Can you copy the lines from the one that contains "Where can the ceiling fan light" through the end of the material below, exactly and with nothing else?

● ● ● ●

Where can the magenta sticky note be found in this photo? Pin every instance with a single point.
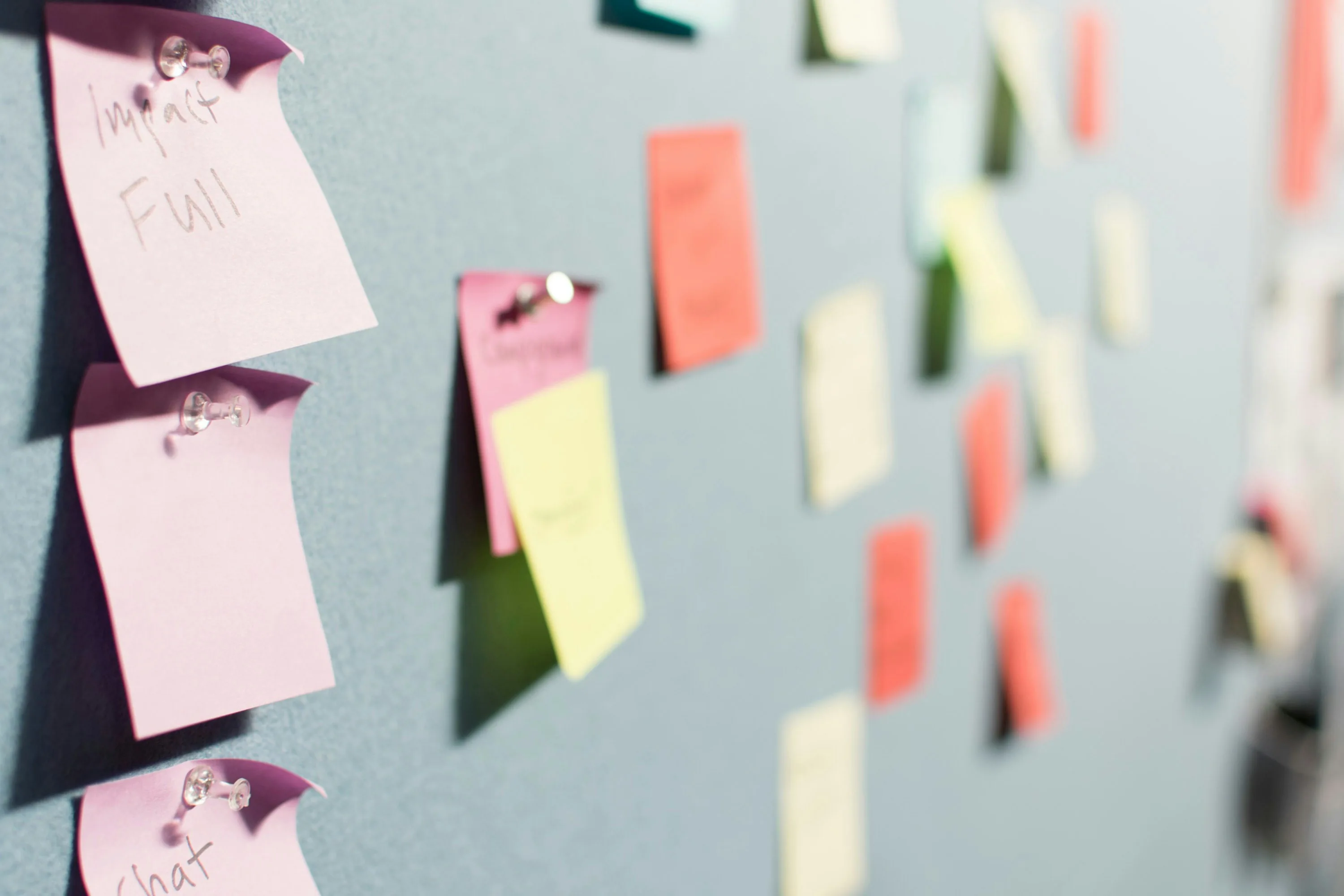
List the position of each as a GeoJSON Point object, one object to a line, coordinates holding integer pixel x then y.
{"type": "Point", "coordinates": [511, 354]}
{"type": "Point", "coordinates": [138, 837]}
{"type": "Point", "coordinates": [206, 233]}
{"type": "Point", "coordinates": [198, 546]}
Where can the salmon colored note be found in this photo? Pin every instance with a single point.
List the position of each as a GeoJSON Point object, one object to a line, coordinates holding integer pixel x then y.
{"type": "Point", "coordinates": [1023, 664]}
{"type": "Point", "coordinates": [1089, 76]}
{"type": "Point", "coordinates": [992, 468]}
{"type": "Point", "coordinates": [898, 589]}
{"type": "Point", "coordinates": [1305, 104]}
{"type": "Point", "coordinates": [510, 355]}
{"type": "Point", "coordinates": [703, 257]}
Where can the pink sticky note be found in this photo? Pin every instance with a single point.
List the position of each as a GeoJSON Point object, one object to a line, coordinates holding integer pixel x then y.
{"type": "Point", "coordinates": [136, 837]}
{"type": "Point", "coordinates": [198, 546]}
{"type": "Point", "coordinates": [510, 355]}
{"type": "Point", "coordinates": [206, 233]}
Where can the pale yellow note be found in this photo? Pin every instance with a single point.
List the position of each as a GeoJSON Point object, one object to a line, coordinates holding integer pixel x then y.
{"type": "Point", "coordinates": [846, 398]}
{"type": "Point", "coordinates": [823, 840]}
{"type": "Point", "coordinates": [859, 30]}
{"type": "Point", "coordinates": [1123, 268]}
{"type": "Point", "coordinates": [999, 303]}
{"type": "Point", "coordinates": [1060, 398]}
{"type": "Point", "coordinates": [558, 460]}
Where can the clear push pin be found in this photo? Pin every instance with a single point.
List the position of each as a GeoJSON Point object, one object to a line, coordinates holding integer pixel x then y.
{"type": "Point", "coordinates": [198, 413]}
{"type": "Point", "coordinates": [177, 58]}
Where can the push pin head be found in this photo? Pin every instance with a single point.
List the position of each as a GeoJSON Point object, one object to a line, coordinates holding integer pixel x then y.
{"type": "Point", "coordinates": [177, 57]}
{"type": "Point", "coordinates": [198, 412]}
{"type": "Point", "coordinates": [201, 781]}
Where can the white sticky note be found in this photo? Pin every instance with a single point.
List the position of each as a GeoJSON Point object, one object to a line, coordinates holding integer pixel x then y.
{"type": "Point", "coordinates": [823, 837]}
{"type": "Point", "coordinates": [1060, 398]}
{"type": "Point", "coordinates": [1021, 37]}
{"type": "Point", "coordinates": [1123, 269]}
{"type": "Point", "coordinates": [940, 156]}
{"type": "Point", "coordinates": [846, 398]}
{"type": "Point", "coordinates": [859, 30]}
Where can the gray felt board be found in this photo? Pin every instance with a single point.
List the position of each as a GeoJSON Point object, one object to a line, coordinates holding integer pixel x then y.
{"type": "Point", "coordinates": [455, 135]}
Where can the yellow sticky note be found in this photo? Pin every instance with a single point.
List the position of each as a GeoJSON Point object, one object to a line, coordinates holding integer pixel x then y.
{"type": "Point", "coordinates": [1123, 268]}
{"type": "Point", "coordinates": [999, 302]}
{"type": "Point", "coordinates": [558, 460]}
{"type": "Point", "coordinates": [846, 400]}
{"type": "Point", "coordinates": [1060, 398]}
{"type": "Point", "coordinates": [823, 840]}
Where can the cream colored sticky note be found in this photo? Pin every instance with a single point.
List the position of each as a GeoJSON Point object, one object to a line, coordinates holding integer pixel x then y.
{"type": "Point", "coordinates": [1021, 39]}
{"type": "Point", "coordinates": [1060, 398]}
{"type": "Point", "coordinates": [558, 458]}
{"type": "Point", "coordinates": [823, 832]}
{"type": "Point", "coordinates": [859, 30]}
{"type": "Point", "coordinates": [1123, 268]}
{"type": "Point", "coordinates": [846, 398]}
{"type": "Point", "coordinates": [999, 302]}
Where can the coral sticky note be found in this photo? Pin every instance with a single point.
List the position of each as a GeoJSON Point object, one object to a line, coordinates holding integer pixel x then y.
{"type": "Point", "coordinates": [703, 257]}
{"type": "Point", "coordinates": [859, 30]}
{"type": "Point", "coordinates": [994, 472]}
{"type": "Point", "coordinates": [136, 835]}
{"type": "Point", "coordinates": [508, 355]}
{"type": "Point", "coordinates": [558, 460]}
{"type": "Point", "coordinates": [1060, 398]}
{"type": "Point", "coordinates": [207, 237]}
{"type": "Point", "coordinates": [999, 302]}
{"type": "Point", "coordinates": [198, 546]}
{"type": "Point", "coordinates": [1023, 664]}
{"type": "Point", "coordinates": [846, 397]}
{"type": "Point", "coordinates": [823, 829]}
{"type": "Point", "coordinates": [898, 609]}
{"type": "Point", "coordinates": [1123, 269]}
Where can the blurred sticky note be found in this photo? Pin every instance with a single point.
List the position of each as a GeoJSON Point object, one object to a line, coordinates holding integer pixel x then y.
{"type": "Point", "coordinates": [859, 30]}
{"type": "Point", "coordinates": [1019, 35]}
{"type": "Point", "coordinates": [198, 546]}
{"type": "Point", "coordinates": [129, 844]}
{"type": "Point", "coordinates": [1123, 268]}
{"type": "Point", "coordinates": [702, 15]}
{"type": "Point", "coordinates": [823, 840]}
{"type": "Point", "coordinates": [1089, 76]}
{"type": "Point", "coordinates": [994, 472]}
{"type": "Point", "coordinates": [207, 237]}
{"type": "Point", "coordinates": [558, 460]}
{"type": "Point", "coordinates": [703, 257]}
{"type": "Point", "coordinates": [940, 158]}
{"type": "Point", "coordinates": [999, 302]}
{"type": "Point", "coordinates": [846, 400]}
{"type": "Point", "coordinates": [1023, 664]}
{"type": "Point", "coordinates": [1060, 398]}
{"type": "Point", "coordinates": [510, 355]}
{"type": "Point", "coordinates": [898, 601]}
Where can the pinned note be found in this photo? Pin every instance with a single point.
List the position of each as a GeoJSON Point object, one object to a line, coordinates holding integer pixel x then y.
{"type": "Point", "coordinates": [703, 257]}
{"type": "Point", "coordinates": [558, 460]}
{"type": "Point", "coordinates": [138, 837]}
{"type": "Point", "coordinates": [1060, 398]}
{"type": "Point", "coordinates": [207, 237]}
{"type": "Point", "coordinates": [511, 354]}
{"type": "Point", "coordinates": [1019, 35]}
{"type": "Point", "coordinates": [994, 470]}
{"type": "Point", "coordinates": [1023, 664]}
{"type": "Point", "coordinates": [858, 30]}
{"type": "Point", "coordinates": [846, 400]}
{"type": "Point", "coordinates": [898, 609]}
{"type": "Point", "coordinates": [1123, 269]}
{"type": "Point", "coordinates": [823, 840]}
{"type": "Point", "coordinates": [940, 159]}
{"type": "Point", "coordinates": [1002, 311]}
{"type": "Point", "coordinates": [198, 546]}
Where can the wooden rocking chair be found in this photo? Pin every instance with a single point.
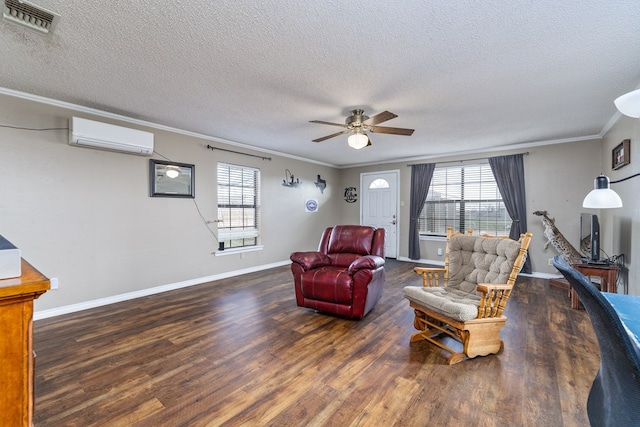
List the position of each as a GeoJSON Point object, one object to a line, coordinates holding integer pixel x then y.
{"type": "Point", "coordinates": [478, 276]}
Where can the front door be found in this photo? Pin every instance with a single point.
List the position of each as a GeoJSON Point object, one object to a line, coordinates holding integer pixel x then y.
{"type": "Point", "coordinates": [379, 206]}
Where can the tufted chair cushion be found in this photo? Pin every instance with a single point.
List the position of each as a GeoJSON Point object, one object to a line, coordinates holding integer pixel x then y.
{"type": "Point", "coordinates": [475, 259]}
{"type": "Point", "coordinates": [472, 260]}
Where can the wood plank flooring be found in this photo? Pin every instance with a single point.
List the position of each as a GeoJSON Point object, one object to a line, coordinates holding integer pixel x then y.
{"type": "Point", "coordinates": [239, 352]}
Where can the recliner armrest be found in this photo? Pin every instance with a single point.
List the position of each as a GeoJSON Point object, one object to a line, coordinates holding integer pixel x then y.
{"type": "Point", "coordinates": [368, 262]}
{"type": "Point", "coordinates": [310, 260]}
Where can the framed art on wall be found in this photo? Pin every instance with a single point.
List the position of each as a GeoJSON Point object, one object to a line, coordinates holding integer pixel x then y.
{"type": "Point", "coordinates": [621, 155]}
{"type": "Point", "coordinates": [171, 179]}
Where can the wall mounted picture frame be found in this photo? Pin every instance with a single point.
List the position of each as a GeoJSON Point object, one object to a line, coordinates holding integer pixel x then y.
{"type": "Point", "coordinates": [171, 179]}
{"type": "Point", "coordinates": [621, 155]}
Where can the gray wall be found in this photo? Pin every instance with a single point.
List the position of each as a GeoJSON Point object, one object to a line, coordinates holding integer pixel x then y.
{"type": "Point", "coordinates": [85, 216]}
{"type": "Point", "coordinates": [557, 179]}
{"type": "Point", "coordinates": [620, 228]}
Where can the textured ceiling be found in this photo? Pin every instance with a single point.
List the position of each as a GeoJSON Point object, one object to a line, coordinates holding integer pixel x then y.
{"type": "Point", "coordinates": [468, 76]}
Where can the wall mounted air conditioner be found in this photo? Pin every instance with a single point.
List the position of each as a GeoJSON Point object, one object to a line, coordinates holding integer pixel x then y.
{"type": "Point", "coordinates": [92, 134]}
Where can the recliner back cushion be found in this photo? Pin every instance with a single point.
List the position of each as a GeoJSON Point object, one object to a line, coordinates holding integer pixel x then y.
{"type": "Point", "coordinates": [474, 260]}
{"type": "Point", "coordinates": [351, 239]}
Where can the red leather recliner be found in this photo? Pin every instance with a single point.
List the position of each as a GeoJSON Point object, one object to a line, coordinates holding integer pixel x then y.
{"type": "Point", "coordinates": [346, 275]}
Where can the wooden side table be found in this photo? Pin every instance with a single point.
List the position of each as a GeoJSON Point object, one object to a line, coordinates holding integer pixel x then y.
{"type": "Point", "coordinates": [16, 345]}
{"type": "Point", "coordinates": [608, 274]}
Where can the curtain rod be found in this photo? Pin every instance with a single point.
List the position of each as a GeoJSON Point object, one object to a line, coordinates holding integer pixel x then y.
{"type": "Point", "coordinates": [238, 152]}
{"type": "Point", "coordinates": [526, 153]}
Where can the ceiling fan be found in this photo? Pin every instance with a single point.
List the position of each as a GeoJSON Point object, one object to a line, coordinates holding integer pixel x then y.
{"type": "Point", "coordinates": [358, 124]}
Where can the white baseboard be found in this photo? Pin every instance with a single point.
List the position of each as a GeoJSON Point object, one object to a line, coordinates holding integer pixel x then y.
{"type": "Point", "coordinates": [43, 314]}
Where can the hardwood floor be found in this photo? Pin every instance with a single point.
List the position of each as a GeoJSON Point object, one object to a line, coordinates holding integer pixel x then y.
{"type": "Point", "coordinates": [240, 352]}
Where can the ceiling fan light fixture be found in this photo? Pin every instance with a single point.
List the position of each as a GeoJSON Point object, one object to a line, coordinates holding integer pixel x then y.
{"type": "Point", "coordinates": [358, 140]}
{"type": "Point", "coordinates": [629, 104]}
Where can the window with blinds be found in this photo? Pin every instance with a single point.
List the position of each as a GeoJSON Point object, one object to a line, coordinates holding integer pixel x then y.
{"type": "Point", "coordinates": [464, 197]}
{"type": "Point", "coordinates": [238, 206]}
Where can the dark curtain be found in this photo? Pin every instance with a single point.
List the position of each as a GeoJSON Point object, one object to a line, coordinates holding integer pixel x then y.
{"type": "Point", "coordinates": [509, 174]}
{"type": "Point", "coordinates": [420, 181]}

● ● ● ●

→ **Task solution**:
Where can the ceiling fan light fixture be found in this photo? Pin every instance with a single point.
List the position of each as a GeoJSON Point object, one object to a line, coordinates holding integer pixel x then y.
{"type": "Point", "coordinates": [358, 140]}
{"type": "Point", "coordinates": [629, 104]}
Where can the window with blinds be found in this photo? Pin every instance with a single point.
List the position of each as a GeoJSON Point object, one object to a line, coordinates holding integer pixel x then y.
{"type": "Point", "coordinates": [464, 197]}
{"type": "Point", "coordinates": [238, 206]}
Where can the dark curtain be found in this photo? Pin every instance with a single point.
List the position of each as a GeoJSON Point object, one object to a line, coordinates holding integer pixel x then y.
{"type": "Point", "coordinates": [509, 174]}
{"type": "Point", "coordinates": [420, 181]}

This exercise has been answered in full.